> _What you need to do_
Rewrite the material below, substituting "area" for every "region" and changing nothing else, and leave the pictures out of your answer.

> _Records for this exercise_
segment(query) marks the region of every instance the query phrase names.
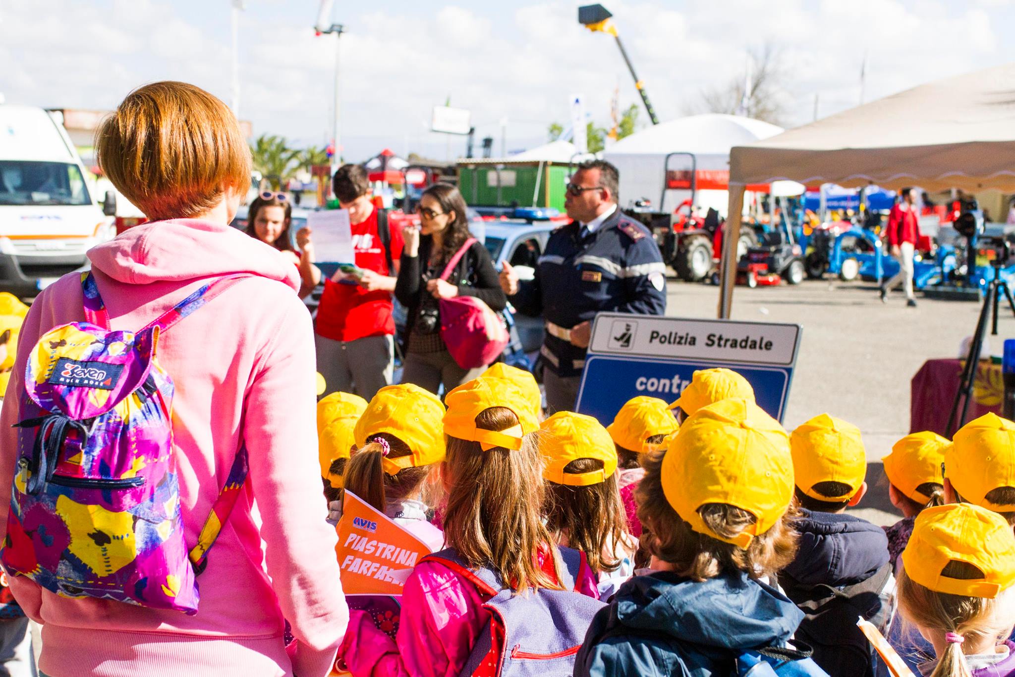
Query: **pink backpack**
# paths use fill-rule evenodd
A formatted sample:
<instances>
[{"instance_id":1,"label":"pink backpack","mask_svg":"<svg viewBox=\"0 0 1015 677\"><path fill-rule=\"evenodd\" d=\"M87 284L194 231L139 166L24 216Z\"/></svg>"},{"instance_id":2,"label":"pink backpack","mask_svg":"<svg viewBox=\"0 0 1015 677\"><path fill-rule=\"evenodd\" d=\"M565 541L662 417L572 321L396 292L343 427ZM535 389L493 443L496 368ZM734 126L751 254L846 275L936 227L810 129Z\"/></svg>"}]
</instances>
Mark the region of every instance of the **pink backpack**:
<instances>
[{"instance_id":1,"label":"pink backpack","mask_svg":"<svg viewBox=\"0 0 1015 677\"><path fill-rule=\"evenodd\" d=\"M469 238L445 266L442 280L451 277L455 266L476 243ZM442 298L441 338L448 352L463 369L485 366L497 358L507 346L510 337L503 320L490 307L475 296Z\"/></svg>"}]
</instances>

> _Exercise answer_
segment(query) marks the area of every instance the query phrase names.
Query: **pink backpack**
# paths use fill-rule evenodd
A formatted sample:
<instances>
[{"instance_id":1,"label":"pink backpack","mask_svg":"<svg viewBox=\"0 0 1015 677\"><path fill-rule=\"evenodd\" d=\"M87 284L194 231L139 166L24 216Z\"/></svg>"},{"instance_id":2,"label":"pink backpack","mask_svg":"<svg viewBox=\"0 0 1015 677\"><path fill-rule=\"evenodd\" d=\"M565 541L662 417L572 321L396 292L343 427ZM535 389L493 443L496 368ZM734 126L751 254L846 275L936 227L810 129Z\"/></svg>"}]
</instances>
Mark the area of every instance of the **pink backpack**:
<instances>
[{"instance_id":1,"label":"pink backpack","mask_svg":"<svg viewBox=\"0 0 1015 677\"><path fill-rule=\"evenodd\" d=\"M469 238L445 266L442 280L451 277L455 266L476 243ZM442 298L441 338L448 352L463 369L485 366L497 358L507 346L510 337L503 320L490 307L475 296Z\"/></svg>"}]
</instances>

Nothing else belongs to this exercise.